Print the line that contains "Could you please point to the reddish" and every line after it through the last line of the records below, exactly as written and nothing else.

Location identification items
====================
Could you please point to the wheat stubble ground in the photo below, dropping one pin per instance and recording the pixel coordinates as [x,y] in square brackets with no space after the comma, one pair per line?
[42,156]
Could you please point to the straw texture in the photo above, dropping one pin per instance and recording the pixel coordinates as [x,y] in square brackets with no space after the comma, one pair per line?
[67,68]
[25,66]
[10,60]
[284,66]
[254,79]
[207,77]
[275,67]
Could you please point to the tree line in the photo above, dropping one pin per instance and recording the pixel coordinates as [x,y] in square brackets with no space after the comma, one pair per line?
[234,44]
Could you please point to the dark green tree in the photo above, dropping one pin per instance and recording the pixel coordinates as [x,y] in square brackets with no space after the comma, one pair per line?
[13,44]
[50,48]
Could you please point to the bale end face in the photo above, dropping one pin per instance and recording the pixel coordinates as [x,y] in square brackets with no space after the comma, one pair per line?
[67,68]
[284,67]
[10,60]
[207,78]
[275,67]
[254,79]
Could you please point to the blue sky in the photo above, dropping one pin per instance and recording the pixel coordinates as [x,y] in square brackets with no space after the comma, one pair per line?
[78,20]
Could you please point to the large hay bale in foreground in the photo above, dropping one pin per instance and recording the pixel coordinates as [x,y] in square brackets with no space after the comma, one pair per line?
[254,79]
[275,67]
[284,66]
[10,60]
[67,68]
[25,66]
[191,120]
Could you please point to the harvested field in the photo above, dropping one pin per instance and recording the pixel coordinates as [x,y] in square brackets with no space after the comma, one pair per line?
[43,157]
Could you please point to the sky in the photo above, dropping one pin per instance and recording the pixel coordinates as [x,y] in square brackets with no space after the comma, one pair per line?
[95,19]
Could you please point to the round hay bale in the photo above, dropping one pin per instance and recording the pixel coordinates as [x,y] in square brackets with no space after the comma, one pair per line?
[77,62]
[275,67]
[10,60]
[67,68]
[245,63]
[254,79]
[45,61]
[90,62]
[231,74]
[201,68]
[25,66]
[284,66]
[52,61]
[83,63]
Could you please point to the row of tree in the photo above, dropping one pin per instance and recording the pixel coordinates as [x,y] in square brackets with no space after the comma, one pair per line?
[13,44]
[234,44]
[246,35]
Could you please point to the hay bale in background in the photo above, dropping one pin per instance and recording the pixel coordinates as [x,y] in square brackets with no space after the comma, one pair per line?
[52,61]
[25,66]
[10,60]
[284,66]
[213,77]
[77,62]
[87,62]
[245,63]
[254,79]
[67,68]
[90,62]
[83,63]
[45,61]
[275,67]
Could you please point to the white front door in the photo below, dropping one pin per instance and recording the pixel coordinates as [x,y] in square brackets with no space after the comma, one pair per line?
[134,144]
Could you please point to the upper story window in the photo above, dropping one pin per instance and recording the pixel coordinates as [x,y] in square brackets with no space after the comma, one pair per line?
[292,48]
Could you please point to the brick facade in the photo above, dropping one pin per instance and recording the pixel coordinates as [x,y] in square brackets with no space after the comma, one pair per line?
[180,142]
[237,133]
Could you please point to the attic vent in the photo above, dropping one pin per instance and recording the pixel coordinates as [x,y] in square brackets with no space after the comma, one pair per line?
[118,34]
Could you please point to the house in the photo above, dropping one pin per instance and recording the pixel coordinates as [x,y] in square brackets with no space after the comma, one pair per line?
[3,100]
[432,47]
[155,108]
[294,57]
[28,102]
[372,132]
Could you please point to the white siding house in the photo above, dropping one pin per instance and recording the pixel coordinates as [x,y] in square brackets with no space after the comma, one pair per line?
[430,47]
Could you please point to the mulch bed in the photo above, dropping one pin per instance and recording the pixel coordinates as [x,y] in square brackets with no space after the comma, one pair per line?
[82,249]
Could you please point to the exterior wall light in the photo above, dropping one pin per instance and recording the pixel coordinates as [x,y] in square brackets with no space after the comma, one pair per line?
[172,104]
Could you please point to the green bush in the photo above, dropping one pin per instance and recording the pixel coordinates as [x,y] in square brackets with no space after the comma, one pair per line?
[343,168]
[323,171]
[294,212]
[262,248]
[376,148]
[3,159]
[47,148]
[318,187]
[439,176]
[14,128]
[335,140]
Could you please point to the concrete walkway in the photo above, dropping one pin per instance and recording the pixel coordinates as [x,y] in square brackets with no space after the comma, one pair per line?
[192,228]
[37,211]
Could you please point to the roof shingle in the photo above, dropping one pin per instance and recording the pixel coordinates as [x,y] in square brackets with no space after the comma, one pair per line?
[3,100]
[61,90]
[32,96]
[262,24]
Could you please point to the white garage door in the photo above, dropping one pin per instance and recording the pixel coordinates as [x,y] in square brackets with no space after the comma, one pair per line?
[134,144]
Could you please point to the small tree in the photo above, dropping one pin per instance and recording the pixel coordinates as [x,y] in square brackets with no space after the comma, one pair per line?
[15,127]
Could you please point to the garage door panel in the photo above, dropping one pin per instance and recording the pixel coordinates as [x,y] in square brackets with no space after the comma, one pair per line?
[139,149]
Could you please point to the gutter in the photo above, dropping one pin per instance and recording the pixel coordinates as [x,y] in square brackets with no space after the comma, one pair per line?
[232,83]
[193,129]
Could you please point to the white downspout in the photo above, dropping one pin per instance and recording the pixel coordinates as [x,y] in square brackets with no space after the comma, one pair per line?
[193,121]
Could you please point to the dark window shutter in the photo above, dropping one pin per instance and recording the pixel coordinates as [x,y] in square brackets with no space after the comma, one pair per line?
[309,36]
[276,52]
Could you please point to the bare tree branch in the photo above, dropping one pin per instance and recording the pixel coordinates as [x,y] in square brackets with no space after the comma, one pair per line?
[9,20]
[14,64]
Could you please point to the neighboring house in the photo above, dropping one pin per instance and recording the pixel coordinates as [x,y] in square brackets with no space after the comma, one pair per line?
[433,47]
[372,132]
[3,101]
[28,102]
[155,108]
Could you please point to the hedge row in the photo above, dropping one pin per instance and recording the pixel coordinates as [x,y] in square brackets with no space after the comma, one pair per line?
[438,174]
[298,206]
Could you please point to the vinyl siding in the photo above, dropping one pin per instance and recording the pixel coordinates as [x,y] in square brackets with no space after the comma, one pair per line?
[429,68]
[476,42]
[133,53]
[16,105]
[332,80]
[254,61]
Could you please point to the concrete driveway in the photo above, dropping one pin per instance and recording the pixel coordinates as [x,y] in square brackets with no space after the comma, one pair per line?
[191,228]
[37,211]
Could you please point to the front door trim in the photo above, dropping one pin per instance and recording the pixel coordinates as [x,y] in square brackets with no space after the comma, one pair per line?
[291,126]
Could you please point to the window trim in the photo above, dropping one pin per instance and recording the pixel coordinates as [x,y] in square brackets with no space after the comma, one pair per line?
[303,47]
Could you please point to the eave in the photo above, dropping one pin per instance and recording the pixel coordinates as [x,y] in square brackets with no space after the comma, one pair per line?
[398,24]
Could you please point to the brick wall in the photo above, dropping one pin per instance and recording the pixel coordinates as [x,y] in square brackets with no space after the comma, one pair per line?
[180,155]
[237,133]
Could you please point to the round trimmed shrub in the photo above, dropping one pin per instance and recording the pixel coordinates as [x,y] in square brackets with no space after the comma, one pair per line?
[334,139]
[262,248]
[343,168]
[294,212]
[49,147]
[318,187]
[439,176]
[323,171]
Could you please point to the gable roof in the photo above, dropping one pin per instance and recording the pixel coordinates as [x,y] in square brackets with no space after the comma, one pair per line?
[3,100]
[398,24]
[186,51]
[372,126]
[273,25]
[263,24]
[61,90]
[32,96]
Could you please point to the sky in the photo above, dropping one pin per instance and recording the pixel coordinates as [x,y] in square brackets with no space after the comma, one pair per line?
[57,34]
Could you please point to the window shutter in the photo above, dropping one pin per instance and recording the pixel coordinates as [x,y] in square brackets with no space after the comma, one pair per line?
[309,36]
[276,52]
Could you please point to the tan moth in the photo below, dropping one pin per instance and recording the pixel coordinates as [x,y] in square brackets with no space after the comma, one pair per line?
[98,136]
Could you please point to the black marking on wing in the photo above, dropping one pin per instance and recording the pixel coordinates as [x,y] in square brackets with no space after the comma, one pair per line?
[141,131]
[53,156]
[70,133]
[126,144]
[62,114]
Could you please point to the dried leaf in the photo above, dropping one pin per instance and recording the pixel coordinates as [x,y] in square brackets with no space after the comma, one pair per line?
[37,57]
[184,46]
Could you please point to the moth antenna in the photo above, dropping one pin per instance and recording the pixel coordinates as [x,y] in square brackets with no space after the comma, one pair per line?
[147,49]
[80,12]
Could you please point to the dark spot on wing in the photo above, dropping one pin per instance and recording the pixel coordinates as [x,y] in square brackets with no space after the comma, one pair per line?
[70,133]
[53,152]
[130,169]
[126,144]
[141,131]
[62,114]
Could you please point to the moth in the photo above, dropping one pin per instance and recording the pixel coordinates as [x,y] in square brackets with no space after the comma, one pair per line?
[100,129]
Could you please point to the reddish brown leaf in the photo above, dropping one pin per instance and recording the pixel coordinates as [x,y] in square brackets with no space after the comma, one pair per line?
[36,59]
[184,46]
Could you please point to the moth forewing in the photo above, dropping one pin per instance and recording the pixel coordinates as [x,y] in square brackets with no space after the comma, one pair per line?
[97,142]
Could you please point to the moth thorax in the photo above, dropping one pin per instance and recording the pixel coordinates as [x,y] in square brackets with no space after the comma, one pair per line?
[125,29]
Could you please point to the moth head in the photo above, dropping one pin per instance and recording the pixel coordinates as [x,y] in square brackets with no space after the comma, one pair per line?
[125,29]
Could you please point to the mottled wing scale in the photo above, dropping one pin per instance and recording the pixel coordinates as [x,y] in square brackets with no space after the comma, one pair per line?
====================
Written answer ::
Could you please point to the reddish brown leaf in the photo above, dropping one pin per instance and recording the pixel coordinates as [x,y] in square brackets with no space after the comma, one pair per line?
[36,59]
[184,46]
Could you please point to the moth forewing in the photo above, dropping one pin per instance and recording the pixel coordinates as [x,y] in square brackets with no space after the comma, one pair per line?
[97,142]
Could you please point to the moth thorax in the photo above, dropping one pin per instance and recording the pixel coordinates as [x,y] in square brackets with no space after the comma, one pair per line?
[125,29]
Could you please point to the moth head in the photo above, dropping one pin per instance and recording the pixel coordinates as [x,y] in square brackets with no space after the comma, one pair per line?
[125,29]
Could you please point to the mottled wing scale in the photo above, dropping one pin per instance and recording the pixel coordinates as [x,y] in square brackets with no space after the comma, one pair per line?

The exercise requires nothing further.